**Source document:**

....

[cfe-dev] Symbolic Extents

Jordy Rose jediknil at belkadan.com
Tue Jun 29 17:52:32 PDT 2010


On Tue, 29 Jun 2010 17:23:20 -0700, Ted Kremenek <kremenek at apple.com>
wrote:
> On Jun 29, 2010, at 1:56 PM, Jordy Rose wrote:
> 
>> 
>> On Tue, 29 Jun 2010 10:44:47 -0700, Ted Kremenek <kremenek at apple.com>
>> wrote:
>>> Symbol aliasing is basically alpha-renaming.  We need to store on the
>> side
>>> (within GRState) the set of alpha-renamed symbols, and when we assume
>> that
>>> two symbols are aliased we need a callback into the Checkers so that
>> they
>>> can decide if their current set of meta-data associated with a symbol
is
>>> compatible with assuming that two symbols are equal.  The SValuator
can
>> be
>>> clever to always use an alpha-renamed symbol when building new
>> expressions,
>>> thus folding the renaming into newly constructed SVals.

....

**Task goal:** Decide whether each statement agrees with the mailing-list post on symbolic extents. Answer yes or no and quote the deciding words. 1. The message was sent on a Tuesday in June 2010. 2. Symbol aliasing is called basically alpha-renaming. 3. The set of alpha-renamed symbols is to be kept inside the Checkers. The records that come next have nothing to do with this.

**Dataset records on where objects are located:**
....

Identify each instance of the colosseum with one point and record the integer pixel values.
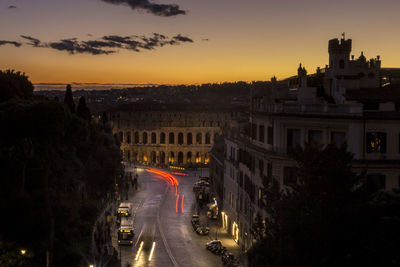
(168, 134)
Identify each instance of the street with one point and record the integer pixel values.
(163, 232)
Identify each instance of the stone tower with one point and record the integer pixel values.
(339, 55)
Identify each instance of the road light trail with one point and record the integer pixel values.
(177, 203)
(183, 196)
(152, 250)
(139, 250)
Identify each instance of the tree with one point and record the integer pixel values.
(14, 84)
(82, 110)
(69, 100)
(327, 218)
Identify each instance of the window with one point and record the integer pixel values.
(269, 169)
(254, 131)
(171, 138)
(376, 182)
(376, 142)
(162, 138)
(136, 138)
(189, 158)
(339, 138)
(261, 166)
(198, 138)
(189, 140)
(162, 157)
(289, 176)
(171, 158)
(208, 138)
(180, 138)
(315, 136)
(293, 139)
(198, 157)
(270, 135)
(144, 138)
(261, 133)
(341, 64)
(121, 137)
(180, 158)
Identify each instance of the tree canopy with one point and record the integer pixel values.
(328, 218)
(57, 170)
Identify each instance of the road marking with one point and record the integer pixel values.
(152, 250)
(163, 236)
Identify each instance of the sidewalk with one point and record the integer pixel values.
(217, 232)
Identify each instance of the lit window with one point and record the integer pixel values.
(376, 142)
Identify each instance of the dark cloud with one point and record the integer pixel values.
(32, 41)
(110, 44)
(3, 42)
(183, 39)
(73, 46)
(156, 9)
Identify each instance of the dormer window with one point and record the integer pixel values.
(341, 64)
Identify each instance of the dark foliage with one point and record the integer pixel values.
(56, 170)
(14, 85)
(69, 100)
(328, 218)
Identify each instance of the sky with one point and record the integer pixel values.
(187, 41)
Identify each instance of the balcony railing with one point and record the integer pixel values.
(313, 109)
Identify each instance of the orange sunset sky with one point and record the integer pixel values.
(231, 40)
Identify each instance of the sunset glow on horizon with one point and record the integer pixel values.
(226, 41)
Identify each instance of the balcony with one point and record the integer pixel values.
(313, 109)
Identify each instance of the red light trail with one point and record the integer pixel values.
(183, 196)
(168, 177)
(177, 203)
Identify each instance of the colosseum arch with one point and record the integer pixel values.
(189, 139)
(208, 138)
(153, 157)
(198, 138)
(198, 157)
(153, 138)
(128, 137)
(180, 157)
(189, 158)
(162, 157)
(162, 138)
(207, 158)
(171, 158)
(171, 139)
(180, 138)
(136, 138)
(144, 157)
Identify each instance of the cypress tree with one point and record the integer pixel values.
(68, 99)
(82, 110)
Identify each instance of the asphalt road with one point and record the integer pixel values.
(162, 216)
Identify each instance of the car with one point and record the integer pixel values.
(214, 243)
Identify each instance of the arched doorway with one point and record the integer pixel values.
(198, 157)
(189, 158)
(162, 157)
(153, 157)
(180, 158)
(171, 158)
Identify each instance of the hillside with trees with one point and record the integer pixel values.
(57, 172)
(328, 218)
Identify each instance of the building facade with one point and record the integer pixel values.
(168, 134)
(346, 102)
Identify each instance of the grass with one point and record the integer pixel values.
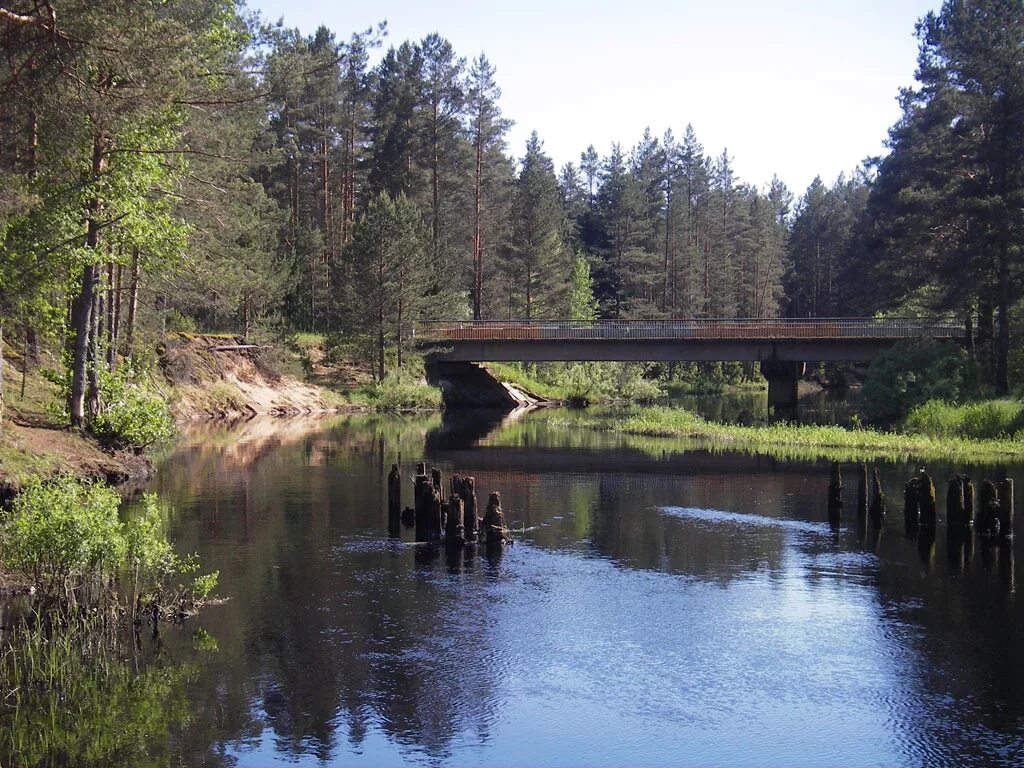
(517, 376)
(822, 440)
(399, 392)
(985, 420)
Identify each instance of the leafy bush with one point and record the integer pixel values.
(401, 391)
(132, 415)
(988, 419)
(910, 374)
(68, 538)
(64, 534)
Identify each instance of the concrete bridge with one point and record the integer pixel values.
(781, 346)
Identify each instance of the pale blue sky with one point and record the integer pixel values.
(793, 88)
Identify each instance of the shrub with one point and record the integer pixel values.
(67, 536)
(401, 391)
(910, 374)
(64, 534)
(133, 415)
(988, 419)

....

**The reply:**
1. Yes: "Tue Jun 29 17:52:32 PDT 2010"
2. Yes: "Symbol aliasing is basically alpha-renaming."
3. No: "(within GRState) the set of alpha-renamed symbols"